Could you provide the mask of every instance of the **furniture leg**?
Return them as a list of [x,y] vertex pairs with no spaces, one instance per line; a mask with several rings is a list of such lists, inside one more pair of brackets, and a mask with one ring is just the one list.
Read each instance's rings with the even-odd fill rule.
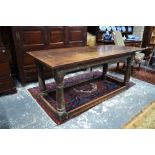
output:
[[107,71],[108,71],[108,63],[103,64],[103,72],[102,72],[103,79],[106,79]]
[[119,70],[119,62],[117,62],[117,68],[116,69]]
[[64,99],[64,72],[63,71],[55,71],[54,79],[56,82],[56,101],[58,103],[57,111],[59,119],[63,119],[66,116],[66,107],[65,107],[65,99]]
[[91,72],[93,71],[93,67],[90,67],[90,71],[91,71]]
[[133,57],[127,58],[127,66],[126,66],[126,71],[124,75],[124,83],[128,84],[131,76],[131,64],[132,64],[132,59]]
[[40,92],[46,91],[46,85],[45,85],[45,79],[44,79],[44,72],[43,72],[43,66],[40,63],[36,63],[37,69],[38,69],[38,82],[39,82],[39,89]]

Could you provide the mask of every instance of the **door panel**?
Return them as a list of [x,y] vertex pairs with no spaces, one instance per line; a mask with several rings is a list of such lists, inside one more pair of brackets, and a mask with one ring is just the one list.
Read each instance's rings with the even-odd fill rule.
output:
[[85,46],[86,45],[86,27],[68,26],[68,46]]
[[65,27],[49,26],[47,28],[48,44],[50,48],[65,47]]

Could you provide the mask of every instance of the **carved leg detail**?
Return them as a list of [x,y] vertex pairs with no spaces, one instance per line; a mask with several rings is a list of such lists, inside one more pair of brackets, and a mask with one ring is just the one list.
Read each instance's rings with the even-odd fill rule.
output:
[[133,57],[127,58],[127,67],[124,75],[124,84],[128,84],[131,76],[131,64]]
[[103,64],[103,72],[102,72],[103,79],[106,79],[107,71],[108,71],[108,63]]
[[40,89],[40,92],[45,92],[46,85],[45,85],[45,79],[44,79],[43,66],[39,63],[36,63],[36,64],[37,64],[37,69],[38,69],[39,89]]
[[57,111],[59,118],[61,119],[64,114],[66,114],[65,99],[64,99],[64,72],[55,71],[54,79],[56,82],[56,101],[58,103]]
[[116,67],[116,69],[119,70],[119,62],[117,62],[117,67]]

- - - - - - -

**TASK REQUIREMENTS:** Transcribe all entries above exactly. Drop the pictures.

**WRITTEN ANSWER:**
Could you provide the mask of every instance of the **furniture leg**?
Return them as a list of [x,y] vertex pairs with no spaces, one instance per line; a mask with several rings is a list of such lists, inside one more pair of brackets, and a mask with one ring is just the one list.
Read each instance's rings with the even-odd fill rule.
output:
[[107,71],[108,71],[108,63],[103,64],[103,72],[102,72],[103,79],[106,79]]
[[119,70],[119,62],[117,62],[117,68],[116,69]]
[[64,99],[64,72],[63,71],[55,71],[54,79],[56,82],[56,101],[58,103],[57,111],[59,119],[63,119],[66,116],[66,107],[65,107],[65,99]]
[[91,72],[93,71],[93,67],[90,67],[90,71],[91,71]]
[[133,57],[127,58],[127,66],[126,66],[126,71],[124,75],[124,83],[128,84],[131,76],[131,64],[132,64],[132,59]]
[[40,92],[46,91],[46,85],[45,85],[45,79],[44,79],[44,72],[43,72],[43,66],[40,63],[36,63],[37,69],[38,69],[38,82],[39,82],[39,89]]

Could you provide the mask of every instance of the **door panel**?
Return them as a list of [x,y] vertex pairs with no spaces, one instance per line; a mask with several rings is a list of such lists, inside one more pair of brackets, and a mask with one ring is just the one list.
Read each instance's rings with the even-odd fill rule.
output:
[[85,46],[86,45],[86,27],[68,26],[68,46]]
[[65,27],[49,26],[47,28],[48,44],[50,48],[65,47]]

Could you provide the mask of every instance of the **carved leg detail**?
Return them as a list of [x,y] vertex pairs with no spaces, one instance per line; a mask with several rings is a list of such lists, inside one more pair of brackets, and a mask with one ring is just the one list.
Read each instance's rings with the even-odd fill rule.
output:
[[133,57],[127,58],[127,67],[124,75],[124,84],[128,84],[131,76],[131,64]]
[[103,64],[103,72],[102,72],[103,79],[106,79],[107,71],[108,71],[108,63]]
[[40,89],[40,92],[45,92],[46,85],[45,85],[45,79],[44,79],[43,66],[39,63],[36,63],[36,64],[37,64],[37,69],[38,69],[39,89]]
[[57,111],[59,118],[61,119],[64,114],[66,114],[65,99],[64,99],[64,72],[55,71],[54,79],[56,82],[56,101],[58,103]]
[[116,67],[116,69],[119,70],[119,62],[117,62],[117,67]]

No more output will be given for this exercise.